| Supplied text |
***

Skip to content

[NNX] Clean up transient intermediates at setup#4274

Open
xibinliu wants to merge 1 commit into
mainfrom
xibin/nnx_intermediates
Open

[NNX] Clean up transient intermediates at setup#4274
xibinliu wants to merge 1 commit into
mainfrom
xibin/nnx_intermediates

Conversation

@xibinliu

@xibinliu xibinliu commented Jun 25, 2026

Copy link
Copy Markdown
Collaborator

Description

nnx.Intermediate in meshed sharding caused two errors:

  • llama3_1_70b_131072_fp8_4x4x4:

    • During model creation, maybe_quantize_model calls qwix.quantize_model(...) which runs a live forward pass on a dummy input of shape, and hidden_states is Sowed: Because num_vocab_tiling: 4 is set, this dummy pass calls self.sow(nnx.Intermediate, "hidden_states", ...) under decoder. This registers hidden_states as an intermediate variable under model.decoder inside state_mesh_shardings.
    • The PyTree Mismatch: At runtime, train_step pops and discards nnx.Intermediate variables before returning. Because JAX expects hidden_states under decoder in out_shardings (since it was present during setup) but the returned state lacks it, compilation fails with the ValueError mismatch.
  • llama3_1_70b_131072_fp8_4x8x8:

    • This workload executes the same qwix.quantize_model(...) dummy pass at initialization, which registers the sowed hidden_states under decoder. However, because this is run on a 4×8×8 topology (256 chips = 512 JAX devices), it results sowed hidden_states activation has a massive shape of bf16[64, 131072, 8192], and JAX's initialization JIT compilation (jax.jit(init_state_partial)) crashes with the XLA RET_CHECK failure at the very beginning of setup

Changes:

This change cleans up transient variables sowed during model creation/tracing from the persistent sharding state and checkpoint layout.

***

Recorded data
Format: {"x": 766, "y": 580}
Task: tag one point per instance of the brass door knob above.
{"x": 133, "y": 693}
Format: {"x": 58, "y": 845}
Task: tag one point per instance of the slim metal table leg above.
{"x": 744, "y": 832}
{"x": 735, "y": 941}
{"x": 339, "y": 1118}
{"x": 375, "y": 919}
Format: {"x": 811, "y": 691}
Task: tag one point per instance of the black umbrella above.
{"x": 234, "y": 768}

***

| What you will do |
1. Reproduce everything in the pull request description from "Description" down to "the ValueError mismatch.".
2. According to the pull request description, how many JAX devices does the 4×8×8 topology amount to?
Nothing in the recorded lines is needed here.

| Responses to the exercise |
1.
Description

nnx.Intermediate in meshed sharding caused two errors:

  • llama3_1_70b_131072_fp8_4x4x4:

    • During model creation, maybe_quantize_model calls qwix.quantize_model(...) which runs a live forward pass on a dummy input of shape, and hidden_states is Sowed: Because num_vocab_tiling: 4 is set, this dummy pass calls self.sow(nnx.Intermediate, "hidden_states", ...) under decoder. This registers hidden_states as an intermediate variable under model.decoder inside state_mesh_shardings.
    • The PyTree Mismatch: At runtime, train_step pops and discards nnx.Intermediate variables before returning. Because JAX expects hidden_states under decoder in out_shardings (since it was present during setup) but the returned state lacks it, compilation fails with the ValueError mismatch.

2. 512 JAX devices (256 chips).